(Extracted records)
_ _ _ _ _ _ _

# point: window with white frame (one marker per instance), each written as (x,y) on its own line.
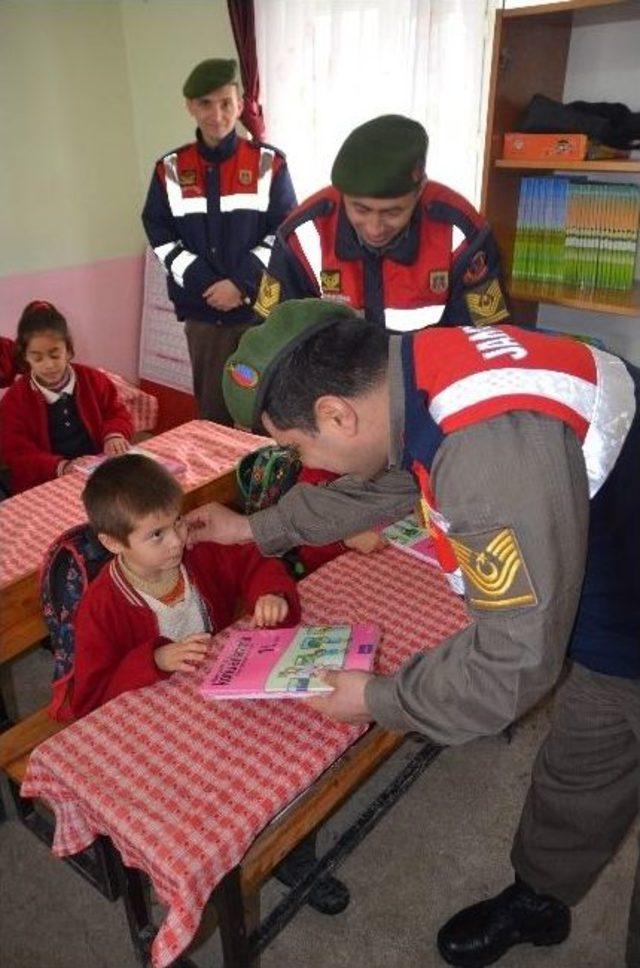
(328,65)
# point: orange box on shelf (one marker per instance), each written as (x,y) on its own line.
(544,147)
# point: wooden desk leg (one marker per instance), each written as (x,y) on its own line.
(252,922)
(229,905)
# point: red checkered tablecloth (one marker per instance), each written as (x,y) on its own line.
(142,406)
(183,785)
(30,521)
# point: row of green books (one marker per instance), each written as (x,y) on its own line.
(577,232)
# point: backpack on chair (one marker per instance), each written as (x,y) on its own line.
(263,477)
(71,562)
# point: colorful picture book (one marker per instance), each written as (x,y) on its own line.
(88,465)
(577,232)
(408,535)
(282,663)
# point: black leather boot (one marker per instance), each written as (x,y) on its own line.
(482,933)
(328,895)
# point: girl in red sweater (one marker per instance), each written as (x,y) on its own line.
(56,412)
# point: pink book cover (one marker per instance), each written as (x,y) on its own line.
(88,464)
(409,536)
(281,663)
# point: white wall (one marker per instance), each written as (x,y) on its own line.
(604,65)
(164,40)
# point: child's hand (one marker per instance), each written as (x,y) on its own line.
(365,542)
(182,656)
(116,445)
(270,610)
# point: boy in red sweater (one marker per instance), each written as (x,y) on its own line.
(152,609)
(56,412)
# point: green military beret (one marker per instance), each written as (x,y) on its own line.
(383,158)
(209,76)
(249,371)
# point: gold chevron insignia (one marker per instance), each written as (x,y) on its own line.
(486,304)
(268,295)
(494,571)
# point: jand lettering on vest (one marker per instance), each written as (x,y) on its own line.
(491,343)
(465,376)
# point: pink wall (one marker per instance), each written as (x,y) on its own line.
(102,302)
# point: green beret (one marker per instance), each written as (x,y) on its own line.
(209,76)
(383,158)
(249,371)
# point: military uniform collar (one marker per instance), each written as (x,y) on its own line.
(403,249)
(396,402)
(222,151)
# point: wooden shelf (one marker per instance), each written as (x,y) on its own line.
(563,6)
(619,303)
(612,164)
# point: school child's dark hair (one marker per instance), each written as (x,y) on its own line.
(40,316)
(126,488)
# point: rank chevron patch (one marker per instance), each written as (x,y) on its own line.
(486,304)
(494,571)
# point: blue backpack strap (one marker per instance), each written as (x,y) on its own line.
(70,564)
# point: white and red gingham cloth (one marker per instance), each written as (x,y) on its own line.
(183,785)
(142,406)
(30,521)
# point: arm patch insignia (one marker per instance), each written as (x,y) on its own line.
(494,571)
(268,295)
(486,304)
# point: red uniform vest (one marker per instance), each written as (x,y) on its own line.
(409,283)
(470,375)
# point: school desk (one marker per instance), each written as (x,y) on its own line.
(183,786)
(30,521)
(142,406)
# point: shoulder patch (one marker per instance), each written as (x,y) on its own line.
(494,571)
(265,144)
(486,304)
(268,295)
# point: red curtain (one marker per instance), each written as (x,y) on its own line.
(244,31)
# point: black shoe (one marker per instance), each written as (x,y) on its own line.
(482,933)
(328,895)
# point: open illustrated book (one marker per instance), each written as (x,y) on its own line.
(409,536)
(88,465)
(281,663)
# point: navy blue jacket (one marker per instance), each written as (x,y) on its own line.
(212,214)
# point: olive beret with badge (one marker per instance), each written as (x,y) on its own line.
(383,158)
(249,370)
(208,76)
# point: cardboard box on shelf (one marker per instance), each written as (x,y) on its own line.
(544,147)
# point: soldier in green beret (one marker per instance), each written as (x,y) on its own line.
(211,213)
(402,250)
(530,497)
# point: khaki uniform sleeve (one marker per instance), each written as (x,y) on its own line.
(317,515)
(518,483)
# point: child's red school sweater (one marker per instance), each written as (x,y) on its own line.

_ _ _ _ _ _ _

• **YOUR TASK**
Reproduce every entry word for word, but skip any pictures.

• **WRITTEN SOLUTION**
# point: window with white frame (one marker per instance), each written as (x,y) on its own line.
(328,65)
# point: orange box on shelf (one marker per instance), each written as (x,y) on its own line.
(544,147)
# point: wooden desk leg (one marker per instance), each written as (x,y) on its own line.
(252,922)
(229,905)
# point: red checkered tablecloth (one marker per instance), each written as (x,y) on its own line.
(142,406)
(183,785)
(30,521)
# point: row of green books (one marker per instance), each written as (x,y) on its own line.
(577,232)
# point: backpack on chair (one marker per instance), each written as (x,y) on its own line.
(263,477)
(71,562)
# point: colorful picture book (one marker per instance), each written as (x,y) on its own line.
(88,465)
(577,232)
(408,535)
(282,663)
# point: black leather boot (one marker per instance), each written as (x,y) on its own line.
(482,933)
(328,895)
# point: girl in red sweater (one marker per instance), each written as (x,y) on its own line.
(56,412)
# point: pink book cover (one marker per instance), each written as (x,y) on its own line.
(88,464)
(409,536)
(281,663)
# point: white wall (one marker per instance), each written as (x,y) on its own line.
(604,65)
(164,40)
# point: child's hand (one marker per instance), each written as (x,y) on its own line.
(365,542)
(182,656)
(116,445)
(270,610)
# point: boy in red sweater (one marker per instance), each written as (x,y) on its own line.
(152,609)
(56,412)
# point: green military beret (one marker per instance), each written as (x,y) on its own line.
(383,158)
(209,76)
(249,371)
# point: gold chevron insignia (one marker per instance), each written as (x,y) on its own line.
(486,304)
(268,295)
(494,571)
# point: jand lettering on vest (one marker per instance), each written as (x,y) on its own line.
(491,343)
(465,376)
# point: pink wall (one marker per instance), each written as (x,y) on its own line.
(102,302)
# point: green beret (one marker per instance), each written as (x,y) on its own line.
(209,76)
(383,158)
(249,371)
# point: military uniform collar (one marker per instance), each written as (x,y) on its own line.
(403,249)
(396,402)
(222,151)
# point: wooden shelf (one marker per instance), each written as (x,y) on its own line.
(563,6)
(619,303)
(612,164)
# point: school child's dark hair (one marker per instance), each written as (x,y) on its own line.
(40,316)
(126,488)
# point: rank chevron patch (one marker per instance), each written as (x,y) on its own line.
(486,304)
(494,571)
# point: blue backpack strap (one marker per instance), each written as (x,y) on its own line.
(70,564)
# point: white and red gingham cloth (one marker per instance), each written as (x,y) on its own line.
(183,785)
(142,406)
(30,521)
# point: arm patch insignia (one marker per instance), each written as (x,y) on its own line.
(494,571)
(268,295)
(486,304)
# point: red uniform vest (one marker per instance), each written as (x,y) on its own line.
(409,283)
(470,375)
# point: school desk (one marker per instance), each written as (x,y) on its own line.
(183,786)
(30,521)
(142,406)
# point: shoulder patch (one marker per instance), each written as (x,y) on its own line.
(494,571)
(265,144)
(486,304)
(268,295)
# point: red curtain (one marker per instance), each written as (x,y) on its own line.
(244,31)
# point: black shoe (one marker per instance), each written as (x,y) on its own line.
(482,933)
(328,895)
# point: open illustrated book (one marker per instance), each written as (x,y) on its own line.
(409,536)
(88,465)
(281,663)
# point: navy blue jacket (one marker per instance), each written as (x,y) on its own line.
(212,214)
# point: olive beret with badge (one marker per instance), each written as (x,y) on its own line.
(383,158)
(249,370)
(208,76)
# point: cardboard box on shelf (one marker per instance), each written as (x,y) on its own line.
(544,147)
# point: soldier in green beret (one marker per instance), each written as (x,y) on its own line.
(211,213)
(402,250)
(530,497)
# point: khaki uniform sleeve (one marker per instance), each written as (x,y) on its own line.
(317,515)
(518,483)
# point: child's red school sweater (one marker per instance), each written as (x,y) on its own line.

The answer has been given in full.